= Directive =
Can you convert the lines below into a numbered list, skipping any blank lines and leaving the pictures out?

(Entries from a point annotation set)
start
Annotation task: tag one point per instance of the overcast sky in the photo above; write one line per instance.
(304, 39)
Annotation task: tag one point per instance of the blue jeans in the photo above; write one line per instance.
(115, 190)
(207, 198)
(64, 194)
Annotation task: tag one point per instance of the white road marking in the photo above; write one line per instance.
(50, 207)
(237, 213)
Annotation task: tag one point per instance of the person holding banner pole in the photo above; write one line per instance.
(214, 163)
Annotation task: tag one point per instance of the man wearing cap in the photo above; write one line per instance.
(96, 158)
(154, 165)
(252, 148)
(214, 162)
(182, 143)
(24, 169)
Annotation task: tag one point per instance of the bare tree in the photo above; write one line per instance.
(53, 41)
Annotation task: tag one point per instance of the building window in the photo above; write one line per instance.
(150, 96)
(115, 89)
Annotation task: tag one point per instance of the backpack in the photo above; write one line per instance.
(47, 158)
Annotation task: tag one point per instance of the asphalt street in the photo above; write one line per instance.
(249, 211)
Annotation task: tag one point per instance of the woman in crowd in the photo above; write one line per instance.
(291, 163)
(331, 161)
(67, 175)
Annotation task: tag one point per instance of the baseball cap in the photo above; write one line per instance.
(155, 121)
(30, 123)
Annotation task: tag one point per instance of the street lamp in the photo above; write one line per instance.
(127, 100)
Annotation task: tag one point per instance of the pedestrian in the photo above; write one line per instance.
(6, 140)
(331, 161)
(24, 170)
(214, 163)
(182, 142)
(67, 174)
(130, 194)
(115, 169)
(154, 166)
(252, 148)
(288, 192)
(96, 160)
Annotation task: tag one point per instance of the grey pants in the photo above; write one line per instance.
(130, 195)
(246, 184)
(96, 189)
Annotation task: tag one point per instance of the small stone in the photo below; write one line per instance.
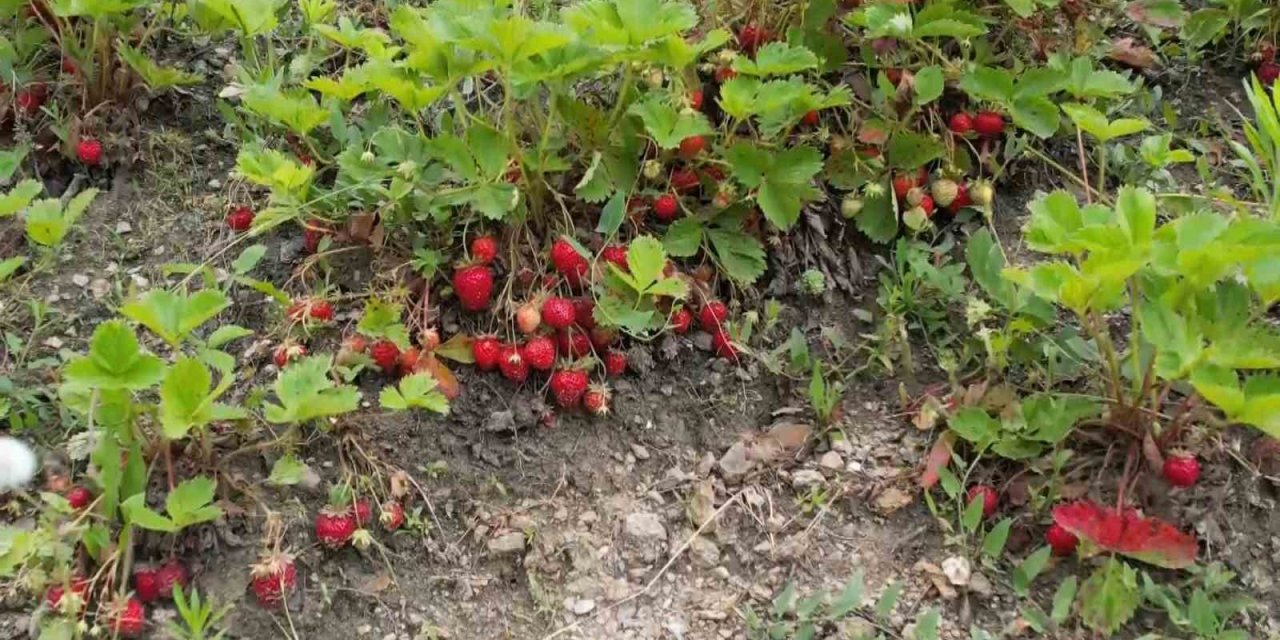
end
= Worked answer =
1. Annotation task: tag one point per instance of the overcast sky in the photo above; write one line per instance.
2. (304, 39)
3. Annotation task: tag one point per instance of the blue jeans in the photo above; write one line per instance.
4. (115, 190)
5. (207, 198)
6. (64, 194)
7. Annotation task: tag one point per instance of the white road marking in the photo above; write one line per instance.
8. (50, 207)
9. (237, 213)
10. Annotation task: tag one point per instance of the person holding banner pole in the photo above; write one line per instance.
11. (214, 163)
12. Annotation task: tag one point per instance of the man wearing cap in the photo above; write one line per instance.
13. (96, 158)
14. (154, 165)
15. (252, 148)
16. (214, 162)
17. (182, 143)
18. (24, 169)
19. Annotation task: tag one point per instance of the bare tree in the photo above; write one line per instance.
20. (53, 41)
21. Annotation task: tag one point per instance of the building window in the photo above; write one line per instance.
22. (150, 96)
23. (115, 89)
24. Annotation task: tag one point per instance of the backpack in the photo above; write one line per instance.
25. (47, 158)
26. Annotation task: tag one point per instance of the asphalt street in the photo above; write one line per instance.
27. (249, 211)
28. Annotation task: tag one point per instance of the woman in crowd in the photo above; write one line per instance.
29. (291, 163)
30. (331, 161)
31. (67, 175)
32. Annotation task: tag one point per instance of the baseball cap in the photo above; write one line per instance.
33. (155, 121)
34. (30, 123)
35. Annotation task: tag one point per instance of the street lamp in the photo above; write one line per instance.
36. (127, 100)
37. Annotation task: tag one point per instance of the pedestrian in the photo above; write one line per instance.
38. (6, 140)
39. (331, 161)
40. (24, 170)
41. (214, 163)
42. (182, 142)
43. (67, 174)
44. (130, 194)
45. (115, 169)
46. (154, 166)
47. (252, 148)
48. (288, 192)
49. (96, 160)
50. Annotation task: tag one point per instance of the grey pants in the photo above; write one line per instance.
51. (130, 195)
52. (246, 184)
53. (96, 189)
54. Annotation task: tag one point per instance of the small stone in the photo below; write one line per instance.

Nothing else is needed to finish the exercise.